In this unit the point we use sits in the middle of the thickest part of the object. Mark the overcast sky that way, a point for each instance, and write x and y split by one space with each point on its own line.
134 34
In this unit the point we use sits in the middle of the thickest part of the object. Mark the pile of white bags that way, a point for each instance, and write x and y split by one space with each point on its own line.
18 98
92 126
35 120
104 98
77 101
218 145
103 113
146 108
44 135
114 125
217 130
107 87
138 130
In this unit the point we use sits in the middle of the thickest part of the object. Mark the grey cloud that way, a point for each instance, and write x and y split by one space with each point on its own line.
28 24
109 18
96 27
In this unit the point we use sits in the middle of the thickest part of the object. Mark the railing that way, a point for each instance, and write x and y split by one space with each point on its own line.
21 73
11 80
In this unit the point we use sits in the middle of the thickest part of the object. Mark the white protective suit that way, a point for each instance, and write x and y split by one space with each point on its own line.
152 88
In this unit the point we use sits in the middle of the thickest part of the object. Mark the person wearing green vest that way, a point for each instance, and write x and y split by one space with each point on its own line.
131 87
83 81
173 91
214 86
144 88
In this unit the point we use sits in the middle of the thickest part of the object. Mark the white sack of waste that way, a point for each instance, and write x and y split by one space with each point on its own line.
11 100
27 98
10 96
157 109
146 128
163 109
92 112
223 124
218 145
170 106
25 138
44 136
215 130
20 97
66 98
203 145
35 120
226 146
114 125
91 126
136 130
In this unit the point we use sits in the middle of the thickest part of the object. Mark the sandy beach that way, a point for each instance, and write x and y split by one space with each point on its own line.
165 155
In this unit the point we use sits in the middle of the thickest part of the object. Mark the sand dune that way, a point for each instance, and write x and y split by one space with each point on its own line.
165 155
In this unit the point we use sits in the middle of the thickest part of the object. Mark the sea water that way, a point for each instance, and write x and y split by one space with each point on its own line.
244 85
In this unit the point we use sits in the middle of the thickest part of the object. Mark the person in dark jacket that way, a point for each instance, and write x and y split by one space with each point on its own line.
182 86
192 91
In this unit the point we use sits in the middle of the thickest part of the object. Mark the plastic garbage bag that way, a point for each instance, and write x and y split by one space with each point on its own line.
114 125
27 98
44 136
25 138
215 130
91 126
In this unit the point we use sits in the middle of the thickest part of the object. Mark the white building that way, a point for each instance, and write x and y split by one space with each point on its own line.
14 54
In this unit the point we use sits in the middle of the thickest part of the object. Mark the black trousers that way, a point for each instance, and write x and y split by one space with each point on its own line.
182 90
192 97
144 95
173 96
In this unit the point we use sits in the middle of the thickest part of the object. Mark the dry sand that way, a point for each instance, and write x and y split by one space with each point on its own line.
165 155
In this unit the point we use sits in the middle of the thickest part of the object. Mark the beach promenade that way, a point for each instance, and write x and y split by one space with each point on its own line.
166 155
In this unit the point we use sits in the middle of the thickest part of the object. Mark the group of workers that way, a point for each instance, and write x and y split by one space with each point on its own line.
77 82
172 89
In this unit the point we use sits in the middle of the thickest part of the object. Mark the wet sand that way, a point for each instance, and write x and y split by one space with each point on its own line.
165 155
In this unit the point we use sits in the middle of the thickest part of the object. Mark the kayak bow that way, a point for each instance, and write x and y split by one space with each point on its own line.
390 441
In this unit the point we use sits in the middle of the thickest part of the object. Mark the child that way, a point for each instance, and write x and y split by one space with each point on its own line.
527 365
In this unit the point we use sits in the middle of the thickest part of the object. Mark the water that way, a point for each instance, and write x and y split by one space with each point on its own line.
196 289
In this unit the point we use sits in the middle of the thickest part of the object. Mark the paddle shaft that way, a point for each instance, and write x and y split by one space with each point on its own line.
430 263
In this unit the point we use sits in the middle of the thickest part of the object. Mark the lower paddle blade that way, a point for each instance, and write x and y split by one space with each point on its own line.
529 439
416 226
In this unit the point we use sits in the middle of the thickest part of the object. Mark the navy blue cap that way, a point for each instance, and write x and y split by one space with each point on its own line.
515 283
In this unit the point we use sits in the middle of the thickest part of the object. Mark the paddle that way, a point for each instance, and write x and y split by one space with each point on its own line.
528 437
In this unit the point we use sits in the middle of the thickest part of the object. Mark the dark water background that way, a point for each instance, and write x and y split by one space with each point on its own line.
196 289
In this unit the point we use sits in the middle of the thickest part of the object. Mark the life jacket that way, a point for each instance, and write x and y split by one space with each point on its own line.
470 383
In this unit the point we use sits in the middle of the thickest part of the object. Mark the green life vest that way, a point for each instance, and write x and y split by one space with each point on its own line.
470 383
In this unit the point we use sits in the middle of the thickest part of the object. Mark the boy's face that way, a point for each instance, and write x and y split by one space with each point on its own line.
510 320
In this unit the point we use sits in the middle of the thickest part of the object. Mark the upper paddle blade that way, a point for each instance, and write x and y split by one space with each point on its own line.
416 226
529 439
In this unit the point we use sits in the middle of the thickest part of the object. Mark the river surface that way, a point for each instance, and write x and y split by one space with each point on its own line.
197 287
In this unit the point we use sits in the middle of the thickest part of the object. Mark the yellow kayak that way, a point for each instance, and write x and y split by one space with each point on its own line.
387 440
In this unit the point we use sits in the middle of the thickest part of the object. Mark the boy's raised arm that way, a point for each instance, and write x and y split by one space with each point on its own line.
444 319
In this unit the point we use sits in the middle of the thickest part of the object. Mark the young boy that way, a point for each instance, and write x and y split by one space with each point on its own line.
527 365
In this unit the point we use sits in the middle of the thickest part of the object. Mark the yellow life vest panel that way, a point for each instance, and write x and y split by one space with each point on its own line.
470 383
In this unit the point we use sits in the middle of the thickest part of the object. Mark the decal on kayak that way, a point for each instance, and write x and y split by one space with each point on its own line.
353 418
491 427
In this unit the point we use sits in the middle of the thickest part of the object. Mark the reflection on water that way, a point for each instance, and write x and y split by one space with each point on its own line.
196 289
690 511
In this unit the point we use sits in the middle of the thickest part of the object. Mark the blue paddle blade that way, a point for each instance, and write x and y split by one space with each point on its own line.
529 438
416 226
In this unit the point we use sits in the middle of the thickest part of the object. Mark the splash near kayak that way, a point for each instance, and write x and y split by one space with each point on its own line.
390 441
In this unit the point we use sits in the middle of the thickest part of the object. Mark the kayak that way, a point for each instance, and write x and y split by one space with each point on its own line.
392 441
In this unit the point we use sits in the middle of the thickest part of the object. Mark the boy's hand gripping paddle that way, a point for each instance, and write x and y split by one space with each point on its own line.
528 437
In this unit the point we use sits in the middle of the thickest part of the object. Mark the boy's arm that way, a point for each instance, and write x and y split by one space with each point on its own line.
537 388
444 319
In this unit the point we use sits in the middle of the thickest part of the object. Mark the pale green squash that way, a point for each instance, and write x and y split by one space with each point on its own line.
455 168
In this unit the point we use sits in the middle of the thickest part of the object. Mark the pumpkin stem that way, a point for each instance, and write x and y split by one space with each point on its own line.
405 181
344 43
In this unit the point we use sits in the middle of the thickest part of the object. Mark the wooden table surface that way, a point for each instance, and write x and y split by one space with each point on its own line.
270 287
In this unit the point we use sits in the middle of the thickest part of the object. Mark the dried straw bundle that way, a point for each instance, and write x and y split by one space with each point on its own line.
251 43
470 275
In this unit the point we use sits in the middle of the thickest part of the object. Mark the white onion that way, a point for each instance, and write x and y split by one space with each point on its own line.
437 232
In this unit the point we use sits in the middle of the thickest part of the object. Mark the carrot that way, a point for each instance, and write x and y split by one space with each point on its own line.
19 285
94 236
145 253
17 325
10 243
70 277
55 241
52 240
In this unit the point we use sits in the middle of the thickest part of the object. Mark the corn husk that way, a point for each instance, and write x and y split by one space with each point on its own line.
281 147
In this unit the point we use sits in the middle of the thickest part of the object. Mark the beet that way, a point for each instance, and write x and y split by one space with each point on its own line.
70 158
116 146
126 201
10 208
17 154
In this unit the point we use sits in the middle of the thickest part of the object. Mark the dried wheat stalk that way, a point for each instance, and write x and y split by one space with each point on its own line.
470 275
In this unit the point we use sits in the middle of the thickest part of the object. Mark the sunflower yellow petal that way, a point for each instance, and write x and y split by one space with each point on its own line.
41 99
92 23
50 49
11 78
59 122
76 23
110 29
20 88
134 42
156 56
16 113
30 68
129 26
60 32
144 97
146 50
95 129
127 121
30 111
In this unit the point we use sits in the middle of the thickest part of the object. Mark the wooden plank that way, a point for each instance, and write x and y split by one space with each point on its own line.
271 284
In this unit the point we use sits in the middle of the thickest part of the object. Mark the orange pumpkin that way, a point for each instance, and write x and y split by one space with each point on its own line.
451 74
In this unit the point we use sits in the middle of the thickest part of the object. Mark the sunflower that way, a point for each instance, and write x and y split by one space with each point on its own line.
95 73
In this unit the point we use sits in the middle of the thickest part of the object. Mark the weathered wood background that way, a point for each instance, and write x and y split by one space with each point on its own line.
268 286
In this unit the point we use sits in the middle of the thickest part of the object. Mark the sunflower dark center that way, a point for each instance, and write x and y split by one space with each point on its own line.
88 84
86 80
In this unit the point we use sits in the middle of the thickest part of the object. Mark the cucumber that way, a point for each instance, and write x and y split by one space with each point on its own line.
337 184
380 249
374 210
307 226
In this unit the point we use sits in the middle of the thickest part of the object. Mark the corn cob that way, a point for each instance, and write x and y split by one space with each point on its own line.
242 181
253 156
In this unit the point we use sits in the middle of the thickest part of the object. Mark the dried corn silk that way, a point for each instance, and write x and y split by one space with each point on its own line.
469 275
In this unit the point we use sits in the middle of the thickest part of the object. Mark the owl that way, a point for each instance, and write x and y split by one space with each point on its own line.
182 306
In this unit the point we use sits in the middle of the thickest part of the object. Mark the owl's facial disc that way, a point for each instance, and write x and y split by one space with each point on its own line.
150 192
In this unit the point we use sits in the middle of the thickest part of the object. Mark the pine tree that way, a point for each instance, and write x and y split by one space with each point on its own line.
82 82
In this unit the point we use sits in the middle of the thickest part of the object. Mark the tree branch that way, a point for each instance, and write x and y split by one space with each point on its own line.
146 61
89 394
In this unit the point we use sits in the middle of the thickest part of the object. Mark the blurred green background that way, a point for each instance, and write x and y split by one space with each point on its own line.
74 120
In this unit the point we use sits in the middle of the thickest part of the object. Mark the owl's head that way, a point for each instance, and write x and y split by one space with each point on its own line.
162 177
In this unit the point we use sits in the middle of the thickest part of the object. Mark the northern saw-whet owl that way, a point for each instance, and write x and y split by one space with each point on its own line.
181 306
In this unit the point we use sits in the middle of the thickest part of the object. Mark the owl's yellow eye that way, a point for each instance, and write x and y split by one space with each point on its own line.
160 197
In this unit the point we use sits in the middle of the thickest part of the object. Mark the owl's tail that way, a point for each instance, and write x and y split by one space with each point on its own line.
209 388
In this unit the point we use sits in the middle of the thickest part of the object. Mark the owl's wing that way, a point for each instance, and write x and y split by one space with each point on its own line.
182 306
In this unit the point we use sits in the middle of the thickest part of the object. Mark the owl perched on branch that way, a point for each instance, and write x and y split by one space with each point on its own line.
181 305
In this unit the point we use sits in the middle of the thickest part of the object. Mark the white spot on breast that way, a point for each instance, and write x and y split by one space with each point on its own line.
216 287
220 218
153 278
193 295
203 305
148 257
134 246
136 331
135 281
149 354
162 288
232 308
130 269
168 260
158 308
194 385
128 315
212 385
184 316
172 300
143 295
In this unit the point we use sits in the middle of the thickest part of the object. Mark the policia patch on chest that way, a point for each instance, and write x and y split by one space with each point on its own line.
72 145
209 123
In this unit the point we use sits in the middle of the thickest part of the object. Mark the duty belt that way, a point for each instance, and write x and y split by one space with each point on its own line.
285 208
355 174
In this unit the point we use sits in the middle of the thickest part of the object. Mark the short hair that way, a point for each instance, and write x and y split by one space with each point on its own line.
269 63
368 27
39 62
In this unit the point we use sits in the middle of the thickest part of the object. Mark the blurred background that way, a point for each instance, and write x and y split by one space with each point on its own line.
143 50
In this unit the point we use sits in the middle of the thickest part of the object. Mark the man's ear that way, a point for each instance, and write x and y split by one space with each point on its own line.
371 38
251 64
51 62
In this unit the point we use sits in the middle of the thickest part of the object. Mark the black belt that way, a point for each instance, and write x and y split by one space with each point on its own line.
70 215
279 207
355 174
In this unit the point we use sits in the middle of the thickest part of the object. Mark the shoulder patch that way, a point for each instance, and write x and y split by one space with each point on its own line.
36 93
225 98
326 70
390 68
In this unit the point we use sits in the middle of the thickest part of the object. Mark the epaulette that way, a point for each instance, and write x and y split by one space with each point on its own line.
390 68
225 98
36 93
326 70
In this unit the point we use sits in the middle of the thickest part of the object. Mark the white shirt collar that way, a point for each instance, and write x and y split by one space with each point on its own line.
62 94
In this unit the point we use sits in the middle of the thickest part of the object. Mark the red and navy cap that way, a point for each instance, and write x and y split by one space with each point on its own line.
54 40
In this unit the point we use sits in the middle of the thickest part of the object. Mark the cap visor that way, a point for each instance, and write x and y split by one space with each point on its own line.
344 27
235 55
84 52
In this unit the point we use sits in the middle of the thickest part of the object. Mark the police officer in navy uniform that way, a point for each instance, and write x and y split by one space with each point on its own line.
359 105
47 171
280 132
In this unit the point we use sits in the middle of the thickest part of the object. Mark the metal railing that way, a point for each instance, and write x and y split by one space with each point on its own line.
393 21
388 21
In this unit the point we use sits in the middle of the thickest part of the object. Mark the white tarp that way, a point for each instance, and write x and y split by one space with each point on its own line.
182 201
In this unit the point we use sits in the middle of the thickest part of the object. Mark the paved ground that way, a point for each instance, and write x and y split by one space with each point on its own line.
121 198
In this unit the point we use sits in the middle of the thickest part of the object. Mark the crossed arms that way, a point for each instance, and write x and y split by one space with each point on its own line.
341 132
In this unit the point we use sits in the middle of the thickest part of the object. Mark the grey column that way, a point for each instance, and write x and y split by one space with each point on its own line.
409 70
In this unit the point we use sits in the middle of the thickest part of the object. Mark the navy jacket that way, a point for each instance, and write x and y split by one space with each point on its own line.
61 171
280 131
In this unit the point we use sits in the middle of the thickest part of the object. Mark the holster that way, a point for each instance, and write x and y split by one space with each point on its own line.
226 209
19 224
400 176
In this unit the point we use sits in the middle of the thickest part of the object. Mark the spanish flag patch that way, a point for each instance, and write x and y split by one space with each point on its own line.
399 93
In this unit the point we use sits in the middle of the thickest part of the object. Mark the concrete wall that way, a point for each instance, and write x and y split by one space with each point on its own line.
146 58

+++++

_TASK TO COMPLETE_
Beginning at the line that holds "Mark the holster", reproduce the lines exactly up to and including the final line of the entries.

_SOLUTION FOR THIS TASK_
In this unit the point we use sits in the middle of the thickest part of the object. Mark the holster that way, a point for each instance, and write x and y split by one space with each point on its own line.
226 209
19 224
400 176
In this unit the point we use sits in the middle of the thickest part of the object. Mark the spanish flag patch that way, a point for each instance, and write x and y split by one space with each point on its own line.
399 93
In this unit the point we use sits in the middle of the thickest part of the object. Mark the concrete wall that way, a point for each instance, and write x and y split by one space with each point on its own line.
146 58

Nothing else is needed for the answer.